## AUSZUG
^^^^^^^^^^^^^^^^
13 Jahre hatten sie nicht mehr zusammen gearbeitet, kurz zuvor waren sie noch beim Jazzfest aufgetreten, und jetzt durfte das Publikum entscheiden, ob es mit »Tab Two« gereift ist. Foto: Martina Gorzellik

Joo Kraus (Trompete) und Hellmut Hattler (Bass) zeigen sich beim Jazzfest spielfreudig.

Rottweil - Das Rottweil Jazzfest – wegen seiner inzwischen 25-jährigen Geschichte heuer mit dem Zusatz »Silber-« versehen –, ist immer wieder für eine Überraschung gut. Dass der Abend mit Trompetenstar Till Brönner trotz erweiterter Kapazität der Alten Stallhalle ausverkauft würde, konnte zwar nicht überraschen, dass sich zu später Stunde aber noch ein »alter« Bekannter die Bühne entern sollte, um ein bisschen mitzumachen, ist eben Jazzfest: Max Mutzke, der 2005 an selber Stelle für den größten Sicherheitsaufwand gesorgt hatte, den das Festival bis heute aufzubringen hatte, gesellte sich zu Brönner und Co.

Ein Meer aus zarten Klangtupfern

Das »Co.« sollte man übrigens an diesem Abend vor allem auf einer Position deutlich herausstellen: Magnus Lindgren war mit Saxophon und Flöte kongenialer Partner Brönners, ein Virtuose, der beiläufig stimmungsvolle Klangteppiche zaubert oder sich impressionistische Instrumentaldiskussionen mit Brönner liefert. Letzterer ist und bleibt freilich der Chef. Auf ihn sind die Augen gerichtet, und ihn seine schmeichelnde Trompete hören die Ohren.

Manchmal bekommen sie auch seinen Gesang vorgesetzt, selbst wenn er gar nicht singen, sondern nur einen Text rezitieren will. Trompete spielen kann er eindeutig besser, doch war das mit dem Text-Rezitieren durchaus eine sinnvolle Angelegenheit, bekommt das Publikum doch mit, weshalb ein Stück sich so anhört wie es sich anhört, also, weshalb der Interpret diese Interpretation wählt. In diesem Fall war es ein melancholisches Chanson, und das trifft denn auch ziemlich genau die Stimmung des Abends: Till Brönner trat als Trompetenpoet auf, der das Publikum mit seiner Musik umspielt, ein Meer aus zarten Klangtupfern bietet, in das man sich fallen lassen kann. Und manchmal, da durfte man zwischen den Träumen man sogar kokettieren mit Latin-Rhythmen oder 60er-Pop-Musik.
^^^^^^^^^^^^^^^^
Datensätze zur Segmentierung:

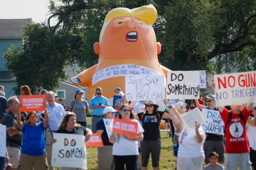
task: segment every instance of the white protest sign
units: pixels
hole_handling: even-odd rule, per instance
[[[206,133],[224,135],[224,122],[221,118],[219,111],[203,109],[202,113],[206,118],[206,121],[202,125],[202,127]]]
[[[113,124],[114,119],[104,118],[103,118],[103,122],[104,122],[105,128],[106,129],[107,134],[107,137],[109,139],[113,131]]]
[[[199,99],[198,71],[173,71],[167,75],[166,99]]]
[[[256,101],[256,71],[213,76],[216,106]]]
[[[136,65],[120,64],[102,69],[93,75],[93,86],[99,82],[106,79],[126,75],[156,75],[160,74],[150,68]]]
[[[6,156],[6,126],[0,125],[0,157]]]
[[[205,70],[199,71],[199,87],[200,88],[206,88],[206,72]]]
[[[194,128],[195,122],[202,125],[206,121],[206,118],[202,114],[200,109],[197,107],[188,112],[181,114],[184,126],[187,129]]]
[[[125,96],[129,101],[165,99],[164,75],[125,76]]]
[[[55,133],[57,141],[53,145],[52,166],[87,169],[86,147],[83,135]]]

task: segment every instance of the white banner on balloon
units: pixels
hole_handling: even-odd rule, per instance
^^^^^^^^^^^^^^^^
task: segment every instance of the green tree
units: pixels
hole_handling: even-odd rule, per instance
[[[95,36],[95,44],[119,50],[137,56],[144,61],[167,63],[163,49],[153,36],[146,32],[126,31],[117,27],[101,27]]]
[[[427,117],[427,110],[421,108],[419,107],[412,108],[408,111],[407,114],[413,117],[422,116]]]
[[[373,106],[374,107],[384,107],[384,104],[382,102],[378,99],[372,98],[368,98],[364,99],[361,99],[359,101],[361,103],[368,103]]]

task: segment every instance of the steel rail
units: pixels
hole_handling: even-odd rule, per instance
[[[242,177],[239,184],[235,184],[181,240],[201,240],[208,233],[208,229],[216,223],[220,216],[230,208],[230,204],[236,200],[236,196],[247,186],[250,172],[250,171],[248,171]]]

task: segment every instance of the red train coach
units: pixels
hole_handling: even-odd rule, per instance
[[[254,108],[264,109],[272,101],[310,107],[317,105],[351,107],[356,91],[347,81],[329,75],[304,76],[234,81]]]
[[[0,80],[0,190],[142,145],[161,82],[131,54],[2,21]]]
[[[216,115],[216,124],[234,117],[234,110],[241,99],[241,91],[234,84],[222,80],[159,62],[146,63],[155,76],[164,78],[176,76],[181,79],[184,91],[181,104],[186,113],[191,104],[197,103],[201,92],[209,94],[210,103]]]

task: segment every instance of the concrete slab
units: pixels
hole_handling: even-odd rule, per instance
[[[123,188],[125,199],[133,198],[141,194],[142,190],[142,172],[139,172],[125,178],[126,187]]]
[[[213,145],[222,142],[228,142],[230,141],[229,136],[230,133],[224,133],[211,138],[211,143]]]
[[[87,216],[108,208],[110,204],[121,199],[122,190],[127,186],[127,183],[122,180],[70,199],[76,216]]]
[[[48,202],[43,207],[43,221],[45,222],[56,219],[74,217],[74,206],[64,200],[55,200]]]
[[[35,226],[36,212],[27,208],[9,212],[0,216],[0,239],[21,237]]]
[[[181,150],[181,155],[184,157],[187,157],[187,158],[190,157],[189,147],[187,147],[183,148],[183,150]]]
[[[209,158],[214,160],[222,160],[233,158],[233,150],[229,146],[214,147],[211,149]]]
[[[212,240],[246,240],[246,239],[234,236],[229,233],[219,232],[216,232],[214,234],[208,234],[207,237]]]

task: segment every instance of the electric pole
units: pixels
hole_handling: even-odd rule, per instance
^^^^^^^^^^^^^^^^
## AUFGABE
Beantworte diese Fragen zum Auszug über das Rottweil Jazzfest:
(a) Wie viele Jahre Geschichte hat das Jazzfest inzwischen?
(b) Mit welchen Instrumenten spielte Magnus Lindgren an dem Abend?
(c) Was für ein Stück war es, bei dem Till Brönner einen Text rezitierte?

## ERGEBNIS UNTEN
(a) 25 Jahre
(b) Saxophon und Flöte
(c) Ein melancholisches Chanson